**STORED RECORDS:**
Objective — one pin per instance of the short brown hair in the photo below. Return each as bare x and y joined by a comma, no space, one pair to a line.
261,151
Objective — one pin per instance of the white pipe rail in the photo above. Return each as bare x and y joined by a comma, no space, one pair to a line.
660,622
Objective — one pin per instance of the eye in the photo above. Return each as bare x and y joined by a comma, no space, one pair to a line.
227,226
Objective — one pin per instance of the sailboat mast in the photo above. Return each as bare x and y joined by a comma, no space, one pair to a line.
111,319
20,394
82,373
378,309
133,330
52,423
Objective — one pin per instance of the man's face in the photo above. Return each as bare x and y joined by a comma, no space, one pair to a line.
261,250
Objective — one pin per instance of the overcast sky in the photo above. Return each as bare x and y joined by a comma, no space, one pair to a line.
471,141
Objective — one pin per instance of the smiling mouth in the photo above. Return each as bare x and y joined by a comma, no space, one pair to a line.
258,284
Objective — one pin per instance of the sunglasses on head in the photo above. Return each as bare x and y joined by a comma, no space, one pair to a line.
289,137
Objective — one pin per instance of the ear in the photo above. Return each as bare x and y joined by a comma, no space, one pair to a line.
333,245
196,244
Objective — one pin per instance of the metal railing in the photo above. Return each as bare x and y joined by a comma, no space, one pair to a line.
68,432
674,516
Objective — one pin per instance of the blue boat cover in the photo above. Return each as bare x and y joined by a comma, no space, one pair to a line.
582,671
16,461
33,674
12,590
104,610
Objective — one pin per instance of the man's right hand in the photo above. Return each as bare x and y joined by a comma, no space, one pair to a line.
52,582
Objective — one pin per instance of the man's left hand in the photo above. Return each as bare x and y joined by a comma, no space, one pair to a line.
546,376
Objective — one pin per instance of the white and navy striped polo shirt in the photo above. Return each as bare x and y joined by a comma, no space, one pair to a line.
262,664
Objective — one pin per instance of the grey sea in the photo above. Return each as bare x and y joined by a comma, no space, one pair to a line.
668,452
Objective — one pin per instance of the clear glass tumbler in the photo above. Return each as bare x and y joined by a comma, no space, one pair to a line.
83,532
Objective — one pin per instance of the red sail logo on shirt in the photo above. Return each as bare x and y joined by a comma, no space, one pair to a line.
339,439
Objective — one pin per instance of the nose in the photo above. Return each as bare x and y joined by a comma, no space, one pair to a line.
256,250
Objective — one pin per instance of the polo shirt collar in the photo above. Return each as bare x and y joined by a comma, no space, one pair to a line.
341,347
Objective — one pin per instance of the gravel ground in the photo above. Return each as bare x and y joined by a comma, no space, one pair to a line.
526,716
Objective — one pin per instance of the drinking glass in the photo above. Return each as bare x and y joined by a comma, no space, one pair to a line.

**TASK DETAILS:** Please output every line above as a numbered list, leaving out any blank lines.

**SOLUTION BELOW:**
1. Objective — one pin per instance of the short brown hair in the photo below. Return each as bare x and y joined by a comma, no space, one pair to a line.
2. 261,151
3. Objective — one pin per instance of the white pipe rail in the photo above. Return each as bare x and y joined by a comma, no space, one pair to a line.
4. 660,622
5. Objective — one pin per instance of the eye in the photo above. Return each as bare x and y joined by a comma, no space, one pair to a line.
6. 227,226
7. Objective — one pin per instance of the sailboat mast in the photo above. Return each as bare x and y joined by a comma, no space, one pair to a line.
8. 111,319
9. 20,394
10. 82,373
11. 378,309
12. 133,330
13. 52,423
14. Objective — one pin per instance of the man's face in the photo above. Return each as bare x and y joined by a comma, no space, one pair to a line.
15. 261,250
16. Objective — one pin per instance of the overcast sky in the photo above. Return each as bare x and y joined by a comma, no space, one pair to a line.
17. 471,141
18. Objective — one pin per instance of the smiling mouth in the photo above. Return each as bare x and y joined by a comma, no space, one pair to a line.
19. 258,284
20. Objective — one pin per instance of the sunglasses on head in the photo above. Return each as bare x and y joined by a comma, no space, one pair to a line.
21. 289,137
22. Objective — one pin per instance of the ear in the photo above. Return each as bare x and y joined by a comma, no space, one pair to a line.
23. 333,245
24. 196,244
25. Objective — one pin per instance of the metal railing in the photo above. Return each as bare x and y joined by a comma, no space, one pair to a line.
26. 68,432
27. 674,516
28. Objective — one pin per instance of the blue boat cover in the photo above. Return each as bare x and y joined by a comma, no space, one pair to a line.
29. 582,671
30. 16,461
31. 33,674
32. 12,590
33. 104,610
34. Objective — one pin per instance of the man's right hand in the photo above. Return each as bare x and y joined by a comma, no space, one pair to a line.
35. 52,582
36. Objective — one pin per instance of the man's left hand in the photo above. Return each as bare x and y joined by a comma, no space, one pair to a line.
37. 546,376
38. Objective — one pin per instance of the white and navy striped polo shirt in the photo above. Return each as bare x and y joined by a comma, no space, one pair to a line.
39. 262,664
40. Objective — one pin per instance of the grey sea in the photo above. Return each as bare x and y joined by a comma, no space, one pair to a line.
41. 668,452
42. Objective — one pin per instance of the clear glass tumbler in the photo above. Return each as bare x and y joined by a comma, no space, one pair to a line.
43. 83,532
44. Objective — one pin per instance of the red sail logo on shirt in the photo above. Return each as bare x and y joined by a comma, no space, one pair to a line.
45. 339,439
46. Objective — one pin per instance of the nose in the photo above. Return each as bare x and y joined by a comma, no space, one pair to a line.
47. 256,250
48. Objective — one pin per instance of the polo shirt collar in the photo above. Return each as bare x and y joined by a comma, no space, one pair to a line.
49. 341,347
50. Objective — one pin per instance of the gravel ground in the photo above. Return each as bare x and y joined by a comma, no space, one pair to a line.
51. 526,716
52. Objective — one pin per instance of the drinking glass in the photo above. Return each as bare x and y joined by a comma, no space, one pair to a line.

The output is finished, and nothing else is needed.